"""
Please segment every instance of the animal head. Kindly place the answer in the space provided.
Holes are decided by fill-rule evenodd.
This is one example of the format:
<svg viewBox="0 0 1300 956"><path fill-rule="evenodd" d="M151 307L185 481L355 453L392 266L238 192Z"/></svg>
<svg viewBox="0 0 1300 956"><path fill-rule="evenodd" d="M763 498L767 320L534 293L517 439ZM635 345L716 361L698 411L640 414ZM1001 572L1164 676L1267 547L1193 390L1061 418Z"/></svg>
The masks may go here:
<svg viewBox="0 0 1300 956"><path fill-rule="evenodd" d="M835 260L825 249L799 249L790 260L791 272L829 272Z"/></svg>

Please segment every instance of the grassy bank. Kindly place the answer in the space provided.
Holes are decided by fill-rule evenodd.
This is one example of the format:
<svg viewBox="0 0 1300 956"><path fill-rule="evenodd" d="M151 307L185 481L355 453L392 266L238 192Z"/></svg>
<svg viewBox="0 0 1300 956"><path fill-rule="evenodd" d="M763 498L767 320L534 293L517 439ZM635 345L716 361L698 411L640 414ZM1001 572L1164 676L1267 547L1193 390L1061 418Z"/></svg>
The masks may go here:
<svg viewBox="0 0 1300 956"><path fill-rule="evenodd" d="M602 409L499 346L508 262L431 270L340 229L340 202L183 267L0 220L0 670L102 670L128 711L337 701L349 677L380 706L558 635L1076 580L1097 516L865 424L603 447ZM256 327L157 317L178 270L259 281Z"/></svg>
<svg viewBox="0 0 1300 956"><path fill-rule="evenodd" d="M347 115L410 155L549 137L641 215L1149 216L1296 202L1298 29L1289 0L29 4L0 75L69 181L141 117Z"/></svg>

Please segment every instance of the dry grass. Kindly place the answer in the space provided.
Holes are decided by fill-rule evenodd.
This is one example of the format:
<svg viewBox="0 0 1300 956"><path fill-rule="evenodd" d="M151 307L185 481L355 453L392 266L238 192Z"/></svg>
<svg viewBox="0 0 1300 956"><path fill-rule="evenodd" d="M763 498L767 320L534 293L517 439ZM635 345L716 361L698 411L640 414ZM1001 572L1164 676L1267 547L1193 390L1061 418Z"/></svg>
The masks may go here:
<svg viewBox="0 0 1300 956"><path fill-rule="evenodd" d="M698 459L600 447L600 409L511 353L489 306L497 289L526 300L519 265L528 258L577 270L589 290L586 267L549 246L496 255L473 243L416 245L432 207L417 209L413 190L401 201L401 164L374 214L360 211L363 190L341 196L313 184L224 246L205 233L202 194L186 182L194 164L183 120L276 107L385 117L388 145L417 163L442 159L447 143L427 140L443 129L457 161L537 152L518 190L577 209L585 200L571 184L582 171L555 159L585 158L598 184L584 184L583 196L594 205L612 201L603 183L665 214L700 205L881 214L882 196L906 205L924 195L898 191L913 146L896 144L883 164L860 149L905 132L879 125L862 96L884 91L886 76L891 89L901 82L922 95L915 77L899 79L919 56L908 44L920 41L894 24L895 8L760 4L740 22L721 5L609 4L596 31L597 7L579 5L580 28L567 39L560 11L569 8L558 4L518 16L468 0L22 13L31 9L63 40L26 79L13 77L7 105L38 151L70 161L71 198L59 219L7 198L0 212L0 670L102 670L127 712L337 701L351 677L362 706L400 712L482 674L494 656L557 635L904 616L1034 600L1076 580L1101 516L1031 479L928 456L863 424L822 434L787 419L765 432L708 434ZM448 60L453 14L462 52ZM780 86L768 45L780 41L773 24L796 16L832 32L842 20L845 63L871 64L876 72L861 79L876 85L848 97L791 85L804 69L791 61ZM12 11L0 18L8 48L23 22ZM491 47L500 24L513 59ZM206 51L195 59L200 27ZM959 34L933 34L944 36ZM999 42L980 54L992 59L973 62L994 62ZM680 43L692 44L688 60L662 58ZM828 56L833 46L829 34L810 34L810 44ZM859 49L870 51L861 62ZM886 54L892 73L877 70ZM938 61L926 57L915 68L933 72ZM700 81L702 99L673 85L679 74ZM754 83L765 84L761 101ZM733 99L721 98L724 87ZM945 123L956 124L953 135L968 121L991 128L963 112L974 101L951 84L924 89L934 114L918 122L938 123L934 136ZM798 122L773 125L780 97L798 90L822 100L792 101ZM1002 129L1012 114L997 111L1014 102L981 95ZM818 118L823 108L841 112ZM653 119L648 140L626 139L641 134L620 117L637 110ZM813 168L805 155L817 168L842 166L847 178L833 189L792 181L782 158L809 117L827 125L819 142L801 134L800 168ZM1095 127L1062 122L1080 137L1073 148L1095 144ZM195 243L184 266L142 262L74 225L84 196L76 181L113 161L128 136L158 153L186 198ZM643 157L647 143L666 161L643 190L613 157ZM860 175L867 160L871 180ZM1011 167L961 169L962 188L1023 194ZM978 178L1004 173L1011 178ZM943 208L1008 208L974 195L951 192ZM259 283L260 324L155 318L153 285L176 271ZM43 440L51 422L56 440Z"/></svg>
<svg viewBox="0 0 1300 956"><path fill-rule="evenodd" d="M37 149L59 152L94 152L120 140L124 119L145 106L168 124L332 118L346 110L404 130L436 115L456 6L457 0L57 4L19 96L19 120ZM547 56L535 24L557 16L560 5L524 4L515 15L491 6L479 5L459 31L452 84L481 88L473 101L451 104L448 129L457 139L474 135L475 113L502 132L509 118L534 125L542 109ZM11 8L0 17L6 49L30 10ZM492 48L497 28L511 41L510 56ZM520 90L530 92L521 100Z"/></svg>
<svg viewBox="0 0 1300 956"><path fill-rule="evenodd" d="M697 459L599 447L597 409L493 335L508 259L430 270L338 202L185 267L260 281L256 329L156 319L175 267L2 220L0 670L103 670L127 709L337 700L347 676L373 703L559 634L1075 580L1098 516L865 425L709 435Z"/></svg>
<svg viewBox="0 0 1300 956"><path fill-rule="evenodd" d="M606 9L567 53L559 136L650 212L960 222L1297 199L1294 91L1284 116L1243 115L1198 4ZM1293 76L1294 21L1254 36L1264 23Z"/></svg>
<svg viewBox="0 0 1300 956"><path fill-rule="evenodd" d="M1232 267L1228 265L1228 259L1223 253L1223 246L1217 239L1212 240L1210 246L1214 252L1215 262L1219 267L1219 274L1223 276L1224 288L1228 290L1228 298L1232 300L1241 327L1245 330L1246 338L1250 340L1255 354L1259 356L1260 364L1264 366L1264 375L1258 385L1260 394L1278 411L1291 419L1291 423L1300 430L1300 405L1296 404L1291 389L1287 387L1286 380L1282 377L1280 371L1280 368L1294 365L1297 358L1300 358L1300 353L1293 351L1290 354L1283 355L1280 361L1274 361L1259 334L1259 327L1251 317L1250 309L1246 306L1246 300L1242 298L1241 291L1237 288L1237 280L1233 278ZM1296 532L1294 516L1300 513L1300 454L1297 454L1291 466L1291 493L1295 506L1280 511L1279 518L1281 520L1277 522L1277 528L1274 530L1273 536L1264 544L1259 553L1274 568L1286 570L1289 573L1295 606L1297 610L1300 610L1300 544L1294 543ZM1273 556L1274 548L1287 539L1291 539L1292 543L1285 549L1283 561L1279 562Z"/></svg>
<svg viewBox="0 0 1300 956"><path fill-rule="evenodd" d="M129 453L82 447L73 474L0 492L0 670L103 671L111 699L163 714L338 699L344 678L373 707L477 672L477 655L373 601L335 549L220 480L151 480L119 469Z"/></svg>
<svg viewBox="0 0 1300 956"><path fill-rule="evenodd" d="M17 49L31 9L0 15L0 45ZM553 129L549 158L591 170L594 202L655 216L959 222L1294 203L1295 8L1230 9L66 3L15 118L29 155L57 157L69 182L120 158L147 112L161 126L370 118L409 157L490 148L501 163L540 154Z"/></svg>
"""
◆ **Required work**: Filter the records for the word "provided" and show every line that has it.

◆ **Answer space**:
Please segment every instance of the animal head. Kindly place the answer in the space provided.
Please segment every instance of the grassy bank. Kindly place the answer in the space provided.
Please segment every instance of the dry grass. Kindly place the answer in the space provided.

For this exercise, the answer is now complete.